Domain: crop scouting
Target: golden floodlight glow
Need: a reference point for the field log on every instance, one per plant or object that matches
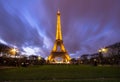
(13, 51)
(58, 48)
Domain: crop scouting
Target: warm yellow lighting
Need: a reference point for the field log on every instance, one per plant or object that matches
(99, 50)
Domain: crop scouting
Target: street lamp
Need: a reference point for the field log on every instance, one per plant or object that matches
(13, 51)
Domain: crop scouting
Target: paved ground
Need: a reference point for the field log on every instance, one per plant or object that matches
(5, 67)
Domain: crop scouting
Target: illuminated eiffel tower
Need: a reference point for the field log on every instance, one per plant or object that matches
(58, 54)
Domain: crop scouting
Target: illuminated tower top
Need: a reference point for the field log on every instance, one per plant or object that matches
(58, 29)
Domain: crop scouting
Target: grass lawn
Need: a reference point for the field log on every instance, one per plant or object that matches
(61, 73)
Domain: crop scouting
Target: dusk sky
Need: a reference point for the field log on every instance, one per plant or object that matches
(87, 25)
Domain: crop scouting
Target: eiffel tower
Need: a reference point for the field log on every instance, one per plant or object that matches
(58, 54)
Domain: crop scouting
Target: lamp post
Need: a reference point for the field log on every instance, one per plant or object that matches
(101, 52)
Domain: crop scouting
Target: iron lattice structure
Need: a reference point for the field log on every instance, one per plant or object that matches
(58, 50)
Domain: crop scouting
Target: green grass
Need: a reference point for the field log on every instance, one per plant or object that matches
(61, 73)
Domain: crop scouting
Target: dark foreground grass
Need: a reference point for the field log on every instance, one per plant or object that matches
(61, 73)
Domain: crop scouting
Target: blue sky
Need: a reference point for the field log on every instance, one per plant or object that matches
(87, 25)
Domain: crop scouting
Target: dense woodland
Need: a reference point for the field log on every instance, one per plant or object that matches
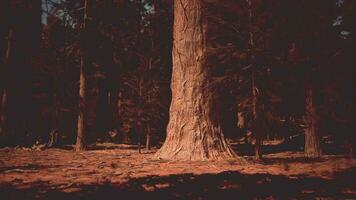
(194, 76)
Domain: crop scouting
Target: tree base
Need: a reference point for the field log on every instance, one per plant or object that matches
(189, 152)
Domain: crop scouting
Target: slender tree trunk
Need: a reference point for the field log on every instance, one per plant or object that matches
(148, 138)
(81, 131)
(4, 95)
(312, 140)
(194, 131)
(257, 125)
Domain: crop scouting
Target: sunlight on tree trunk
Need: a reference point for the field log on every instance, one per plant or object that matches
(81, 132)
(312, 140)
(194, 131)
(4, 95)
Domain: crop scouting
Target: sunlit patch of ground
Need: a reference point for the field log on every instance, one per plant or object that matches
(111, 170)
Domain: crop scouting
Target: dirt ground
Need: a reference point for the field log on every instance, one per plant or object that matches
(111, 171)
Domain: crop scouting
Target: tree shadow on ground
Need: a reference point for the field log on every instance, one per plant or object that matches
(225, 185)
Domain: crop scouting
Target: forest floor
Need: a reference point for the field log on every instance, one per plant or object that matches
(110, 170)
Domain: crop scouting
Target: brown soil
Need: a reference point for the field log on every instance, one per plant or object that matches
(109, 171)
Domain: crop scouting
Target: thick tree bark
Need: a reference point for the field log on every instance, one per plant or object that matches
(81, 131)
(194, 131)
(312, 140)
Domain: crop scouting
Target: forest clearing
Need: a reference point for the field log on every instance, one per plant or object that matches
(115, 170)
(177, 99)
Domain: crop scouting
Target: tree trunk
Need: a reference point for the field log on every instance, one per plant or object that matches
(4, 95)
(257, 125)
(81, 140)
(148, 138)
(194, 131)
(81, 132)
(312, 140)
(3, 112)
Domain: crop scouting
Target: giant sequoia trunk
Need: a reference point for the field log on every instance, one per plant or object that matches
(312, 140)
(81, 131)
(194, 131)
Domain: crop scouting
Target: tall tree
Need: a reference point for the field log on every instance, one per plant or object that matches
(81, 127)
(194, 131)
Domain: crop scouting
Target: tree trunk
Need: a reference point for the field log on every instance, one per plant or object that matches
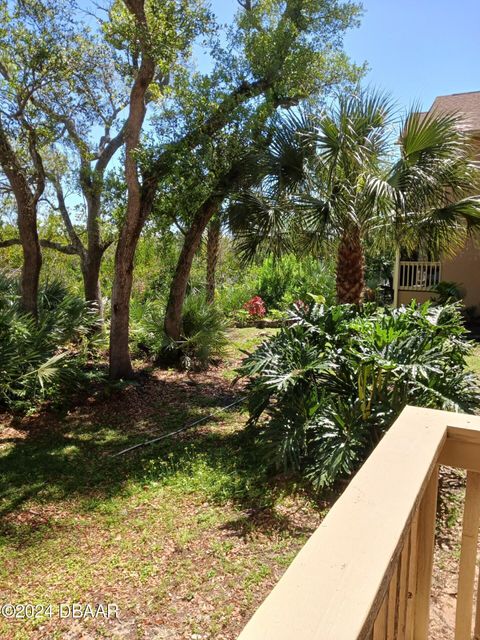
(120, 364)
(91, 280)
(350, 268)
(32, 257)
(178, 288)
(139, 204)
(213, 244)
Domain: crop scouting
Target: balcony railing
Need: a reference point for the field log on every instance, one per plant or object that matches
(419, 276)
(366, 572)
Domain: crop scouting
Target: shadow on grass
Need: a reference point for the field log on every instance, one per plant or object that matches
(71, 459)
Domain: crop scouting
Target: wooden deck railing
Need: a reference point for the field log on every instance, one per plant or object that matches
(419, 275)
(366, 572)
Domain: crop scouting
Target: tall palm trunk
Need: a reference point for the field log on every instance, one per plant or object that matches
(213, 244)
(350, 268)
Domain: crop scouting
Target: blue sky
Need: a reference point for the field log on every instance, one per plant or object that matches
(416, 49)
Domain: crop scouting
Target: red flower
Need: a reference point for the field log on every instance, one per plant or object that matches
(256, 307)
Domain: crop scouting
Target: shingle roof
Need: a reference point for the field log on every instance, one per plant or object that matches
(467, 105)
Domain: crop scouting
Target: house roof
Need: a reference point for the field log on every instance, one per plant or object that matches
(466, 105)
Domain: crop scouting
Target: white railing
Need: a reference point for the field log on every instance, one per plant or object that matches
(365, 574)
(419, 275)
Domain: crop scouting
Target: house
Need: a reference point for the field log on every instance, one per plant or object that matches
++++++
> _Problem description_
Retype the listing exactly. Pictures do not belong in the copy.

> _Response_
Domain: crop scouting
Target: golden floodlight glow
Need: a reference point for the field log on every instance, one per plant or object that matches
(13, 51)
(58, 48)
Domain: crop scouting
Target: warm yellow lighting
Need: a reference point for the field log on every instance, one per plant or object that matches
(99, 50)
Domain: crop scouting
Target: street lamp
Need: a reference point for the field log on every instance, one per plant or object that matches
(13, 51)
Domain: crop scouting
Target: paved ground
Need: a reference point for the field log on every instance, one per plant or object that matches
(5, 67)
Domain: crop scouting
Target: illuminated eiffel tower
Need: a reference point for the field log on every instance, one per plant or object that matches
(58, 54)
Domain: crop scouting
Target: illuminated tower top
Need: a reference point for the field log on every instance, one per plant or object that matches
(58, 29)
Domain: crop scouting
Target: grass lawn
Need: a reference point for the field log on every instance, one per plant or object that matches
(61, 73)
Domain: crop scouting
Target: dusk sky
Need: a reference point for the field log on every instance, one per plant or object that matches
(87, 25)
Domain: crop scouting
Target: eiffel tower
Need: a reference point for the field log on every instance, one per plant or object that matches
(58, 54)
Domain: crop scouting
Target: lamp post
Need: a reference point for the field log on every instance, one per plant or object that matches
(101, 52)
Domain: crop scouting
Target: iron lattice structure
Need: a reference point for the field log on every instance, one per plant or object that matches
(58, 50)
Domain: crop scouting
Target: green grass
Need: a reference point for the field log on every instance, one per plant or object that matches
(61, 73)
Domain: crop scouting
Target: dark foreground grass
Need: a reference point for the field log on every instance, one per plant or object that matches
(61, 73)
Domain: crop scouting
Target: blue sky
Need: a reference point for the field log on every instance, one per plant or object that matches
(87, 25)
Domain: crop scouting
Target: dense woodland
Need: a reference point for the field log on every instance, one per plant or object that matches
(194, 76)
Domain: crop scouting
Target: tree base
Need: a reference point for the field log on every instance, one per plant or object that matches
(189, 152)
Domain: crop scouting
Target: slender tree trunk
Need: a reference point for the field log on every instance, one per plant or object that matches
(148, 138)
(81, 131)
(4, 95)
(312, 140)
(194, 131)
(257, 125)
Domain: crop scouting
Target: sunlight on tree trunk
Need: a reference point for the field log on every instance, one per plant or object that matches
(81, 132)
(312, 140)
(194, 131)
(4, 95)
Domain: crop scouting
Target: sunlit patch of ground
Need: a reference point for the field log on every instance, one per plant or object that matches
(111, 170)
Domain: crop scouting
Target: dirt ground
Need: a reference point for the field log on every instance, one per plant or object that matches
(111, 171)
Domain: crop scouting
Target: tree shadow on ground
Need: a reference point for the field log on every instance, one per plant or object that matches
(225, 185)
Domain: crop scouting
Target: forest floor
Need: a reference point for the field log on every instance, one per plant or object that matches
(110, 170)
Domain: crop scouting
Target: brown soil
Need: a reference point for the field log on every instance, one per plant or object that matches
(109, 171)
Domain: crop scouting
Target: thick tree bark
Need: a reference point for the field log on every instance, one per plant or object that matches
(81, 131)
(194, 131)
(312, 140)
Domain: crop scouting
Target: forest clearing
Need: a reference point for the field log on every instance, one per plant or object that matches
(115, 170)
(177, 99)
Domain: crop scouting
Target: tree trunk
Need: a reference point for the field log on every instance, one per plant or object that matches
(4, 95)
(257, 125)
(81, 140)
(148, 138)
(194, 131)
(81, 132)
(312, 140)
(3, 112)
Domain: crop scouting
Target: giant sequoia trunk
Need: a reference point for the field log on every instance, one per plant or object that matches
(312, 140)
(81, 131)
(194, 131)
Domain: crop scouting
Target: tall tree
Need: a reference point for the field log on every instance, one per plant or object that matches
(81, 127)
(194, 131)
Domain: crop scouting
Target: tree trunk
Need: a reference point for the field log on every instance, one per plant or object that matches
(120, 364)
(91, 280)
(350, 268)
(32, 257)
(178, 288)
(139, 204)
(213, 244)
Domain: crop scouting
Target: balcony railing
Need: a reference point for the field log on every instance, one per plant or object that matches
(419, 276)
(366, 572)
Domain: crop scouting
Target: shadow on grass
Need: a reference point for the field log on every instance, one per plant or object that matches
(71, 459)
Domain: crop scouting
Target: wooden deck railing
Need: a reference point for the field log on every instance, one per plant or object that matches
(419, 275)
(366, 572)
Domain: crop scouting
Target: tall palm trunk
Need: a reference point for the field log on every instance, one per plant or object that matches
(213, 244)
(350, 268)
Domain: crop scouting
Target: blue sky
Need: a reference point for the field log on every instance, one per plant or object that matches
(416, 49)
Domain: crop scouting
Target: red flower
Need: a reference point for the field log on every instance, one per plant or object that matches
(256, 307)
Domain: crop scouting
Target: shingle roof
Need: a reference point for the field log on every instance, one per plant or object that matches
(467, 105)
Domain: crop scouting
Target: house roof
Need: a reference point for the field log on every instance, one per plant or object that matches
(466, 105)
Domain: crop scouting
Target: white railing
Need: a reference point for the field log on every instance, one per plant or object that matches
(365, 574)
(419, 275)
Domain: crop scouting
Target: house
Need: a reference point for the field log on every instance, one per plant or object that matches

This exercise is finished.